● What you have to do
Could you reproduce all of the entries below without a single change?

● Natural-language object grounding data
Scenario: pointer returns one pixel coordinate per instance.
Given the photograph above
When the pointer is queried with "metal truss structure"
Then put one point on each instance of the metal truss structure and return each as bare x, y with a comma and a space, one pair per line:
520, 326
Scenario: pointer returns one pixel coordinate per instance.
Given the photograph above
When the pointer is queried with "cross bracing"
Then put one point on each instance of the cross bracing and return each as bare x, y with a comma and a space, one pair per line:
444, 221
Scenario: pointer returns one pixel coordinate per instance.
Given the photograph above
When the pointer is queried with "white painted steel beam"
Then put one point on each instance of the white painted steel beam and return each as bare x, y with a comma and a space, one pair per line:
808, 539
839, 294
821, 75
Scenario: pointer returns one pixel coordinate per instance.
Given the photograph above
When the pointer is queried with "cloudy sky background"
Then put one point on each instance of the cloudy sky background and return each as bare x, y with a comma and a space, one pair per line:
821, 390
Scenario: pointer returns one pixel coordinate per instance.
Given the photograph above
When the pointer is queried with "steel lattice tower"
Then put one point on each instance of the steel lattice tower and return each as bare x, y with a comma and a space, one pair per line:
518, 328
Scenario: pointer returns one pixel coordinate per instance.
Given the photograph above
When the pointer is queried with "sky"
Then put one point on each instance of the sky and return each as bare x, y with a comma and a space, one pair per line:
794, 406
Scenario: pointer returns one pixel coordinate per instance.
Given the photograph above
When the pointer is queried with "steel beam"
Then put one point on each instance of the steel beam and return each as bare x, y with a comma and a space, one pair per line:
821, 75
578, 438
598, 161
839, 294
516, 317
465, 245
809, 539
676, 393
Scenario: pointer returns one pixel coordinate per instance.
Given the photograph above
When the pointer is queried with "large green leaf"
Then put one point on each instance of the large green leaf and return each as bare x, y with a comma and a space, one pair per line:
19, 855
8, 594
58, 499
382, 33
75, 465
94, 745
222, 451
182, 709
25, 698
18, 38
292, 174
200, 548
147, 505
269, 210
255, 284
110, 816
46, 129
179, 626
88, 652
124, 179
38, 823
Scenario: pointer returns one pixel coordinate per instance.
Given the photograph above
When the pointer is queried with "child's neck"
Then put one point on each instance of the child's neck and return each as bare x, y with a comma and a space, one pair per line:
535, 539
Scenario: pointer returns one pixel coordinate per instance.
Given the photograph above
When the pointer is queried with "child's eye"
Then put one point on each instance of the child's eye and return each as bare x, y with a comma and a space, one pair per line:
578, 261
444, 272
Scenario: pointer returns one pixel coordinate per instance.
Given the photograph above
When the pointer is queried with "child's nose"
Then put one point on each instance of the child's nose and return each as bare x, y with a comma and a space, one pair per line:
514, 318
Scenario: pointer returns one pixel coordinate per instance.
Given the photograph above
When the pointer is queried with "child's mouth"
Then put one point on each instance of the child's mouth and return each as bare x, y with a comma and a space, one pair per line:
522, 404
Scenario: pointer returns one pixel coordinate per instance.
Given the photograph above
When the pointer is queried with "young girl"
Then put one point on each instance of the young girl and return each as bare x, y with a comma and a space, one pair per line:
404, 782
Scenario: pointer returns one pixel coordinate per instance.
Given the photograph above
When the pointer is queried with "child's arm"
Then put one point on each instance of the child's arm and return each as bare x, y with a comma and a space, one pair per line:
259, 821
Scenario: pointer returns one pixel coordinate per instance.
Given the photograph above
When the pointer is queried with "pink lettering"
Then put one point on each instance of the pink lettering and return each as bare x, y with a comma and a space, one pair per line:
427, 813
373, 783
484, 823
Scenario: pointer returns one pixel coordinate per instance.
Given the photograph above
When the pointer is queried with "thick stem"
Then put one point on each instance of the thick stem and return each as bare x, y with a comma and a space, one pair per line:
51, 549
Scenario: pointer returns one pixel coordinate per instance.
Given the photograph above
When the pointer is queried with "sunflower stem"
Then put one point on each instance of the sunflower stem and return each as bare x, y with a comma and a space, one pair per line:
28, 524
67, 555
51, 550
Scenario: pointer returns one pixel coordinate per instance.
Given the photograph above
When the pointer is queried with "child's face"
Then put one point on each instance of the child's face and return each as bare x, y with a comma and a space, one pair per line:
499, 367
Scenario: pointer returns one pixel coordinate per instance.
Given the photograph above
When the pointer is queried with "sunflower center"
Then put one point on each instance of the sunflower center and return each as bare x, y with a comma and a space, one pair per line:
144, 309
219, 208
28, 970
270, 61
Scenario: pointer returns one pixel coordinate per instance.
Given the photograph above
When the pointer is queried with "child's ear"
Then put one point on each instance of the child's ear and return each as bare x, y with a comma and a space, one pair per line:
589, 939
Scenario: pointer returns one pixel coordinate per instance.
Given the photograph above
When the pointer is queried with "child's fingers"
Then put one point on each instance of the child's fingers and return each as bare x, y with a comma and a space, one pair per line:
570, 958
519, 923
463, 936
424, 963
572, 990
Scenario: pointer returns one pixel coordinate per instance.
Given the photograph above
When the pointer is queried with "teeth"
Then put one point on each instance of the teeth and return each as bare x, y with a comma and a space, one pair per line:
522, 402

● Written response
Scenario: pointer returns one pixel coordinate per instance.
Given the photograph above
When the pointer is queried with "metal truss structure"
Then put one point on each instance of the metal truss structure and return each as bare x, y with a comma and a space, one pair per line:
520, 326
Scenario: pointer returns one pixel coordinate per instance.
Given the photograph above
When the pointer is queried with "cross bracing"
Then put one point on each instance of the cross bracing and return each as bare x, y with a comma and a space, one pair per line:
444, 221
Scenario: pointer returns one pixel coordinate per instance.
Given the photograph above
When the pointer is queried with "white painted steel beam"
Then put one point on each instance of the white painted steel beam and return each as bare x, y with a comma and a space, one pair per line:
808, 539
839, 294
821, 75
Scenario: pointer returns one pixel coordinate per instance.
Given the photograph above
When the pointer is queried with "cloudy sky background"
Then put one point on each instance of the cloudy sky background and return each as bare x, y with a comma and a space, one pair per line:
821, 390
Scenario: pointer returns one pixel coordinate per instance.
Given the photograph above
When the pointer is queried with "steel lattice tower"
Then put one point on each instance of the steel lattice tower and return each as bare x, y with a comma and a space, one pair per line:
518, 328
Scenario: pointer returns one pixel coordinate per instance.
Given the photograph above
When the pointer is queried with "sky"
Then put one point on each instance of the sky and return each as bare x, y with a comma and a space, one pair per line:
794, 406
Scenario: pointer returns one pixel coordinate per instance.
Given the photograph above
When the pointer is queried with "steel beam"
Then put one point on each instance of the steel beam and return each as bare x, y with a comma and a space, one pair per line:
821, 75
578, 438
598, 161
839, 294
516, 317
465, 245
809, 539
676, 393
Scenario: pointer returns one pixel coordinate per instance.
Given the photograph above
When the pointer is queried with "large green leaf"
Then put one point on each instance of the large green leaf and return each as bare x, y with a comma and a space, one pair per line:
19, 855
8, 594
58, 499
382, 33
75, 465
94, 745
222, 451
182, 709
25, 698
18, 38
292, 174
200, 548
147, 505
269, 210
255, 284
110, 816
46, 129
179, 626
88, 652
124, 179
38, 823
Scenario: pointer returns one pixel coordinate per instance.
Given the photograph above
When the pointer is queried with "child's neck"
Then put one point on each instance of the child's neck and return each as bare x, y with a comma and a space, one pair per line:
535, 539
Scenario: pointer returns one pixel coordinate per instance.
Given the photograph above
When the pointer is queried with "child's eye"
Then put one point on each instance of the child's eye and return each as bare x, y with a comma and a space, one pair per line:
578, 261
444, 272
Scenario: pointer returns one pixel coordinate per instance.
Given the photograph above
When the pointer is queried with "child's nose"
Then put one point on each instance of the child's nose and return each as bare x, y with a comma and a space, one pair per line:
514, 318
Scenario: pointer returns one pixel coordinate per instance.
Given the photograph above
When the pointer is queried with "child's mouth"
Then put one point on each instance of the child's mouth and return each as bare x, y with a comma and a space, one pair per line:
522, 404
Scenario: pointer returns one pixel coordinate per instance.
Given the photograph above
When the pointer is queried with "young girl"
Then put one point on each instance of the young girl and return each as bare x, y with a comma and a space, one pair per line:
404, 782
Scenario: pointer returns one pixel coordinate per instance.
Given the photograph above
When the pointer is queried with "child's arm"
Then put one point on each instance of the child's arm and return each as bare x, y with a comma and a space, one pair per line:
259, 821
Scenario: pointer returns one pixel coordinate per instance.
Given the photograph above
When the pointer is queried with "pink lettering"
Then put one point on each instance of the pink lettering and return each as bare x, y with a comma and a space, one pair per line:
427, 813
373, 783
484, 823
Scenario: pointer returns one pixel coordinate per instance.
Given the photograph above
When the pointer is queried with "thick stem"
Then put one point on each instance of the thick stem and return each as bare x, y with a comma and a space, one pair per line:
51, 549
Scenario: pointer returns one pixel coordinate per instance.
Given the photograph above
When the pointer is queried with "sunflower stem"
Then put one point on each instance of the sunflower stem and return each as bare x, y with a comma and a space, one pair per line:
28, 524
67, 555
51, 550
Scenario: pointer returns one pixel coordinate per instance.
Given the photograph above
When the pointer is queried with "child's face"
Then put one point on each instance of the child's face and return each as bare x, y with a comma and a space, one pair per line:
499, 367
Scenario: pointer returns one pixel coordinate per instance.
Given the photograph above
When the pointer is queried with "sunflower center"
Then put one point on each instance of the sunflower center and return each as bare x, y with a comma and a space, one pair per line:
144, 309
219, 208
28, 970
270, 61
Scenario: pointer returns one pixel coordinate per instance.
Given the photograph above
When the pointer is queried with "child's ear"
Then put one point on each instance of the child's ear and return each as bare x, y with a comma and a space, one pair per line:
589, 939
Scenario: pointer returns one pixel coordinate per instance.
Given the photograph above
When the pointer is queried with "child's fingers"
Then put one point on each instance of the child's fingers and return each as bare x, y with a comma and a space, one pair per line:
570, 958
519, 923
463, 936
424, 963
572, 990
Scenario: pointer returns one pixel coordinate per instance.
Given the photograph above
When the pointer is queried with "teeth"
Then put one point on each instance of the teeth and return each as bare x, y with a comma and a space, one pair per line:
522, 402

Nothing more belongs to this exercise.